» **WHAT YOU HAVE TO DO**: Of the lines below, write out exactly those from the line with "Target: black picture frame" through the line with "Target: lamp post", both included, and skip the rest.

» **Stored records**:

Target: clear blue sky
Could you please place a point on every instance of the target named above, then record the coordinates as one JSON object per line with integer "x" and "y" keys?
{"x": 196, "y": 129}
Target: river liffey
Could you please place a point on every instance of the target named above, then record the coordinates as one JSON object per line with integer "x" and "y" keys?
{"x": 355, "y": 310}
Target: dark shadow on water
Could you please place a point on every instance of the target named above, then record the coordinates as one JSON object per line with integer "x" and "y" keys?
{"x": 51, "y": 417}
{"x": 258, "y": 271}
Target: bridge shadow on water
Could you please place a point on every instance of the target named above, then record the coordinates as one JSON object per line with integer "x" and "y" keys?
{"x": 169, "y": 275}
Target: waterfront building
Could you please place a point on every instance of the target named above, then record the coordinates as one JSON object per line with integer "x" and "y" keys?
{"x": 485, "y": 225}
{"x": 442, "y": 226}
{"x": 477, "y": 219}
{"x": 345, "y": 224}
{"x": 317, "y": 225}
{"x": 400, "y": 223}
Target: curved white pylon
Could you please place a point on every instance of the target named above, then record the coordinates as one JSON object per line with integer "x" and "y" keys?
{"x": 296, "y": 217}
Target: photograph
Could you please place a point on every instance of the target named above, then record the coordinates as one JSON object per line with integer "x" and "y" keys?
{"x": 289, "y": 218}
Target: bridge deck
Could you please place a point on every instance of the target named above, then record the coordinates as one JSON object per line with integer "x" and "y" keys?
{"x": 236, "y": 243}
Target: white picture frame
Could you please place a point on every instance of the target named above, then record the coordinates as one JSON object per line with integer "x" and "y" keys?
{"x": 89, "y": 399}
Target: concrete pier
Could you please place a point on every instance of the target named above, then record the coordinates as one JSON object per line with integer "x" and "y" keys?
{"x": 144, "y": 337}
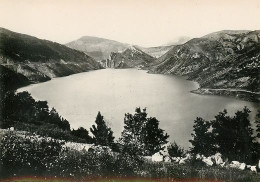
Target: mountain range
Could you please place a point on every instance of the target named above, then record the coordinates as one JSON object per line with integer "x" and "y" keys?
{"x": 40, "y": 60}
{"x": 101, "y": 49}
{"x": 223, "y": 63}
{"x": 98, "y": 48}
{"x": 132, "y": 57}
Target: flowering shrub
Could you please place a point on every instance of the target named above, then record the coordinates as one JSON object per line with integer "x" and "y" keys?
{"x": 27, "y": 154}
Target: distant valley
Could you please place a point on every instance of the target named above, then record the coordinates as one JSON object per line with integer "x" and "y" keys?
{"x": 40, "y": 60}
{"x": 223, "y": 63}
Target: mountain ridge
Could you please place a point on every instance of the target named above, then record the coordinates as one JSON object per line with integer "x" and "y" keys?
{"x": 40, "y": 60}
{"x": 217, "y": 61}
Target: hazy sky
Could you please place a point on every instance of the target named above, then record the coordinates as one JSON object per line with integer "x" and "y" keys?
{"x": 142, "y": 22}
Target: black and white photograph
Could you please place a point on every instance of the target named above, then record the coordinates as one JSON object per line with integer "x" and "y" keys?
{"x": 129, "y": 90}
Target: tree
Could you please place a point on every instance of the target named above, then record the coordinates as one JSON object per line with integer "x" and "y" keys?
{"x": 202, "y": 138}
{"x": 257, "y": 122}
{"x": 231, "y": 136}
{"x": 142, "y": 135}
{"x": 154, "y": 137}
{"x": 234, "y": 135}
{"x": 82, "y": 133}
{"x": 175, "y": 150}
{"x": 102, "y": 134}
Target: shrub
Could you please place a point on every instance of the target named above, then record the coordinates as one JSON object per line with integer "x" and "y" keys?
{"x": 28, "y": 154}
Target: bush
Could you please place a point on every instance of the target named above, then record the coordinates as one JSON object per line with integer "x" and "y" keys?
{"x": 175, "y": 150}
{"x": 28, "y": 154}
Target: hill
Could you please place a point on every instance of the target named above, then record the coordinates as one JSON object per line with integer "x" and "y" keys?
{"x": 223, "y": 63}
{"x": 132, "y": 57}
{"x": 40, "y": 60}
{"x": 98, "y": 48}
{"x": 156, "y": 51}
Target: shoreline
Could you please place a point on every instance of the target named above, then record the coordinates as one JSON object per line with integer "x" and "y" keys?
{"x": 239, "y": 94}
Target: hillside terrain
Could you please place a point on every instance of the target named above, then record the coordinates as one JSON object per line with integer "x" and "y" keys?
{"x": 98, "y": 48}
{"x": 132, "y": 57}
{"x": 156, "y": 51}
{"x": 40, "y": 60}
{"x": 223, "y": 63}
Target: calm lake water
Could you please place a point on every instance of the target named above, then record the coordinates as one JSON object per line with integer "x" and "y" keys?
{"x": 114, "y": 92}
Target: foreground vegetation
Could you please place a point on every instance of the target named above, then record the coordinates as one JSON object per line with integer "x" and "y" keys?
{"x": 30, "y": 156}
{"x": 40, "y": 150}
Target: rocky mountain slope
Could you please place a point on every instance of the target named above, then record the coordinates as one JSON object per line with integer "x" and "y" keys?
{"x": 132, "y": 57}
{"x": 98, "y": 48}
{"x": 156, "y": 51}
{"x": 40, "y": 60}
{"x": 223, "y": 63}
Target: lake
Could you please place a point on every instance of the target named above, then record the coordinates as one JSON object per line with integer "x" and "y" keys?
{"x": 114, "y": 92}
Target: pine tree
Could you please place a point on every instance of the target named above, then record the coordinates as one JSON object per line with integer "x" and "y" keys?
{"x": 142, "y": 135}
{"x": 257, "y": 121}
{"x": 202, "y": 138}
{"x": 234, "y": 135}
{"x": 82, "y": 133}
{"x": 102, "y": 134}
{"x": 154, "y": 137}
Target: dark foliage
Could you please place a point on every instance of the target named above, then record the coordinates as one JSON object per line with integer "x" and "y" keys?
{"x": 231, "y": 136}
{"x": 27, "y": 155}
{"x": 22, "y": 108}
{"x": 202, "y": 140}
{"x": 83, "y": 134}
{"x": 142, "y": 135}
{"x": 103, "y": 135}
{"x": 175, "y": 150}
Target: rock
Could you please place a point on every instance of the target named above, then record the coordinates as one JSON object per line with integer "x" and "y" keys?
{"x": 223, "y": 164}
{"x": 217, "y": 158}
{"x": 157, "y": 157}
{"x": 253, "y": 168}
{"x": 242, "y": 166}
{"x": 198, "y": 156}
{"x": 182, "y": 161}
{"x": 235, "y": 164}
{"x": 167, "y": 159}
{"x": 149, "y": 158}
{"x": 208, "y": 161}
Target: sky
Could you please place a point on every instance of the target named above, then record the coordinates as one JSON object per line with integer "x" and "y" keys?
{"x": 141, "y": 22}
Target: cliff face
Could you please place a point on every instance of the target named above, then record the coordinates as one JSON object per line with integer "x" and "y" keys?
{"x": 98, "y": 48}
{"x": 130, "y": 58}
{"x": 222, "y": 60}
{"x": 40, "y": 60}
{"x": 156, "y": 51}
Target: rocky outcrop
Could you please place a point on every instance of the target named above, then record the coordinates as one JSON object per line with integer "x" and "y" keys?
{"x": 98, "y": 48}
{"x": 227, "y": 60}
{"x": 156, "y": 51}
{"x": 132, "y": 57}
{"x": 40, "y": 60}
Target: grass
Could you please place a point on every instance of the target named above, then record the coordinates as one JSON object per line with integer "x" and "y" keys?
{"x": 48, "y": 161}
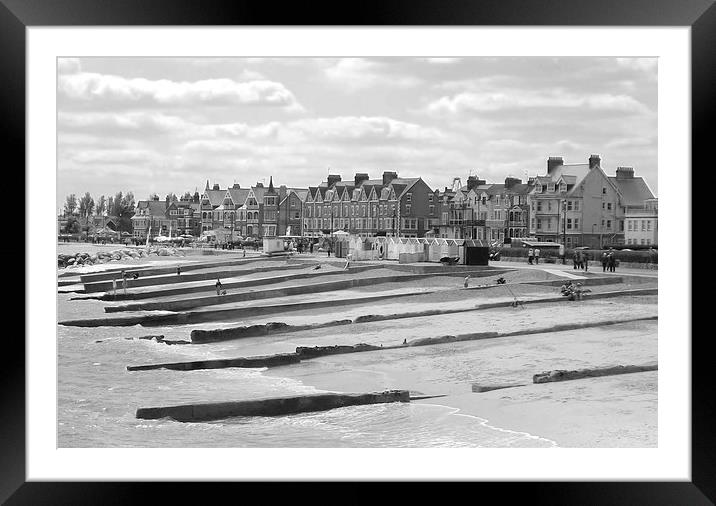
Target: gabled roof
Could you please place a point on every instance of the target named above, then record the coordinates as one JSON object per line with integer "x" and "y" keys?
{"x": 238, "y": 195}
{"x": 215, "y": 197}
{"x": 634, "y": 190}
{"x": 259, "y": 192}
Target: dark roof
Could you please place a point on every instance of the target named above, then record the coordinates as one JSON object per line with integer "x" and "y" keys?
{"x": 238, "y": 195}
{"x": 634, "y": 190}
{"x": 216, "y": 197}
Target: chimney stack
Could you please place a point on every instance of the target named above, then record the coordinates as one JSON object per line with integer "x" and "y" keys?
{"x": 388, "y": 177}
{"x": 625, "y": 172}
{"x": 552, "y": 162}
{"x": 359, "y": 178}
{"x": 512, "y": 181}
{"x": 474, "y": 182}
{"x": 333, "y": 179}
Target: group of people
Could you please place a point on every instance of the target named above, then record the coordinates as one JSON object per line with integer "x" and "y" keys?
{"x": 609, "y": 261}
{"x": 581, "y": 260}
{"x": 533, "y": 256}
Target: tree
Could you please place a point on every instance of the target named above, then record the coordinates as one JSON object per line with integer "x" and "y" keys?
{"x": 123, "y": 208}
{"x": 71, "y": 203}
{"x": 73, "y": 226}
{"x": 86, "y": 205}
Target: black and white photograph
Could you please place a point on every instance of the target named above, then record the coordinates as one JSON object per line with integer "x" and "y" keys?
{"x": 357, "y": 252}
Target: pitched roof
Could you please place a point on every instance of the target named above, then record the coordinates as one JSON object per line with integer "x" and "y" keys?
{"x": 216, "y": 197}
{"x": 634, "y": 190}
{"x": 238, "y": 195}
{"x": 259, "y": 192}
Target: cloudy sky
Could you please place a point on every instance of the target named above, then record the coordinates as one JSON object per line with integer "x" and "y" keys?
{"x": 167, "y": 125}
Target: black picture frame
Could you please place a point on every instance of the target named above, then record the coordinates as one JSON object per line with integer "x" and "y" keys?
{"x": 700, "y": 15}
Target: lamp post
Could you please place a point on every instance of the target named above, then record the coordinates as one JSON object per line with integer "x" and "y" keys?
{"x": 564, "y": 229}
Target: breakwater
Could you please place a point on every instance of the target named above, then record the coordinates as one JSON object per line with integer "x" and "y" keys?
{"x": 276, "y": 406}
{"x": 563, "y": 375}
{"x": 309, "y": 352}
{"x": 191, "y": 317}
{"x": 343, "y": 284}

» **ANSWER AREA**:
Target: black picture frame
Could you please place a point on every instance of the target named above, then record the coordinates as one JSON object per line with integer "x" and "y" keys?
{"x": 700, "y": 15}
Target: lamp post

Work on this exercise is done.